#### [GIVEN INSTRUCTION]
Rewrite the rows below with "white chair cover" changed to "chair cover" and everything else left as it is.

#### [ENTRIES SHOWN]
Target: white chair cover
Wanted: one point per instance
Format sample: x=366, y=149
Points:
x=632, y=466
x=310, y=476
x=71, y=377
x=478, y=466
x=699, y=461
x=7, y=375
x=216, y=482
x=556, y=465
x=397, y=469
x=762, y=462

#### [SOLUTION TO THIS EXERCISE]
Target: chair cover
Wanted: one point per instance
Format sample: x=366, y=149
Points:
x=632, y=466
x=310, y=476
x=71, y=377
x=478, y=466
x=699, y=461
x=7, y=375
x=216, y=482
x=556, y=465
x=397, y=469
x=762, y=462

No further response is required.